Reproduce the listing from the line containing "Could you kindly tag the blue tarp" down to the line containing "Target: orange patterned blouse", both included, switching "blue tarp" to "gray tarp" and leaving everything else unchanged.

**Information supplied:**
•••

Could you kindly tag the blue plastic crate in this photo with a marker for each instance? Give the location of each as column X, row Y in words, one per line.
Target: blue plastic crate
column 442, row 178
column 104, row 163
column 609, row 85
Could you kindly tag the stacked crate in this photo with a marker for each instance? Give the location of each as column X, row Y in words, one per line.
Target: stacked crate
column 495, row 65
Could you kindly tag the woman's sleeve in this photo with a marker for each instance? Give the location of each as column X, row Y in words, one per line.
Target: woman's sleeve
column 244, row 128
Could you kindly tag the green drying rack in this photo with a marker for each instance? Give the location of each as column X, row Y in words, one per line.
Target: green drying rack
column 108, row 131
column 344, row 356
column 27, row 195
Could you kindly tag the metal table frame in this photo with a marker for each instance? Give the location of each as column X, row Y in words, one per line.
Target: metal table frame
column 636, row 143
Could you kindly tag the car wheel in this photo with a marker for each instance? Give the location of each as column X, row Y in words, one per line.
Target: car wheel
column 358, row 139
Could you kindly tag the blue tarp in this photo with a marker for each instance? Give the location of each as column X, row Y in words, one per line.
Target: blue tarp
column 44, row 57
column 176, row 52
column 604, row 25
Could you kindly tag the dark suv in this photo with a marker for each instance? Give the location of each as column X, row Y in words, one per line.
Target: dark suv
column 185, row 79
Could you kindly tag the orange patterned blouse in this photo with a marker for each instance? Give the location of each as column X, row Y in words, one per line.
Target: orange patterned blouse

•••

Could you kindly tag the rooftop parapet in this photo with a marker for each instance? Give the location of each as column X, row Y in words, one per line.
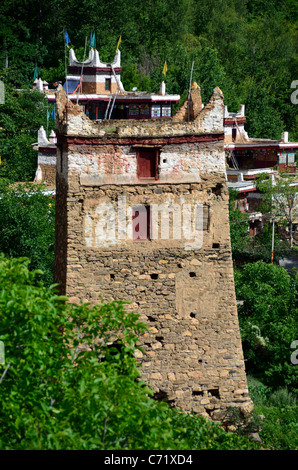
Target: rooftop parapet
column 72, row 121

•••

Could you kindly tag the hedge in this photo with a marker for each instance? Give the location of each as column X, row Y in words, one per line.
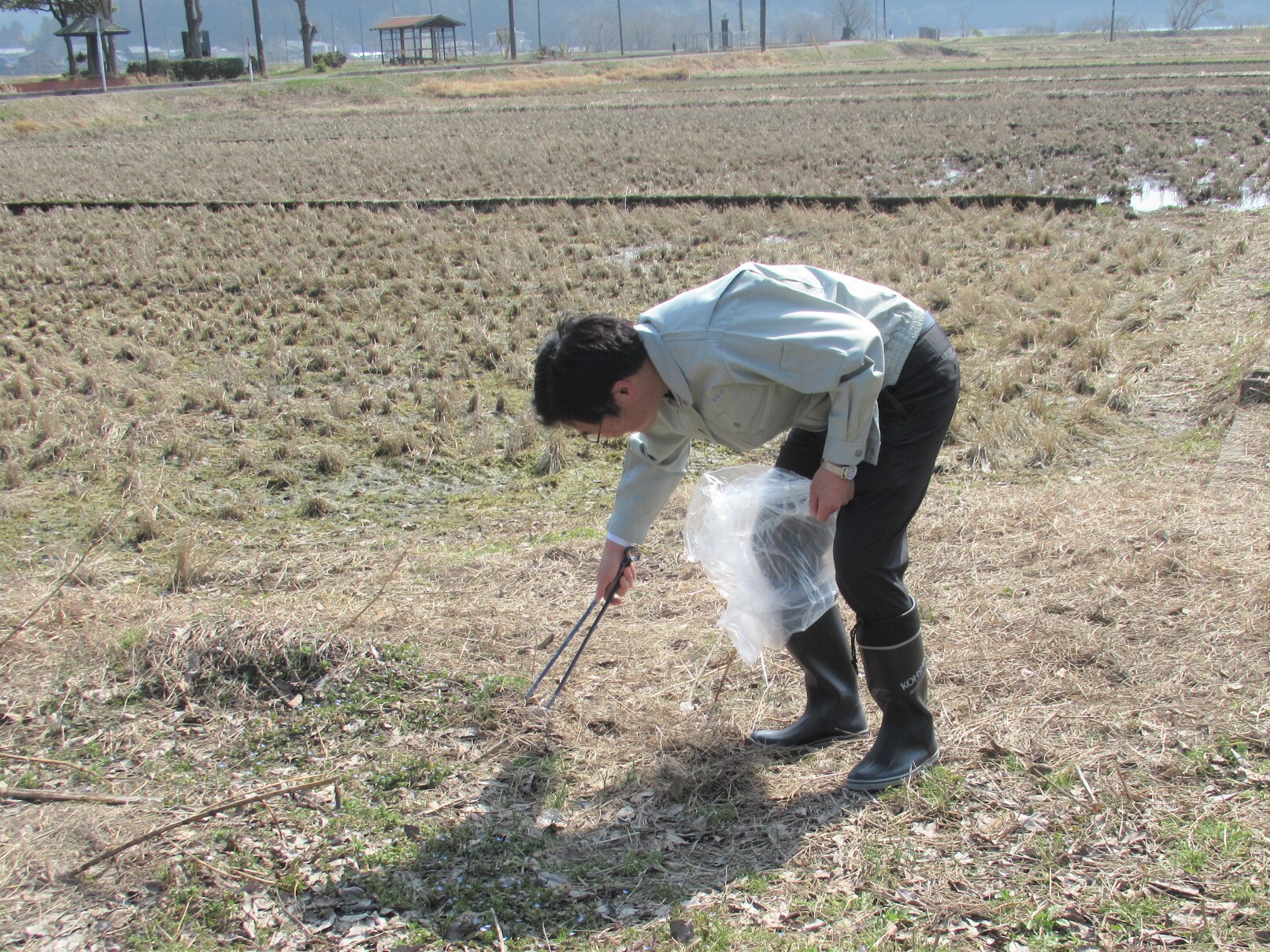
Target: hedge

•••

**Correct result:**
Could you kindly tag the gray tarp in this photo with a marker for each instance? Give the location of each as column X, row Y in words, one per line.
Target: gray tarp
column 44, row 57
column 176, row 52
column 604, row 25
Could you kindly tag the dark suv in this photo with a marker for each instance? Give the location of each as column X, row Y in words, one per line.
Target: dark suv
column 185, row 79
Could you kindly tag the orange patterned blouse in this photo with a marker for each instance? Give the location of each as column X, row Y in words, one per line.
Target: orange patterned blouse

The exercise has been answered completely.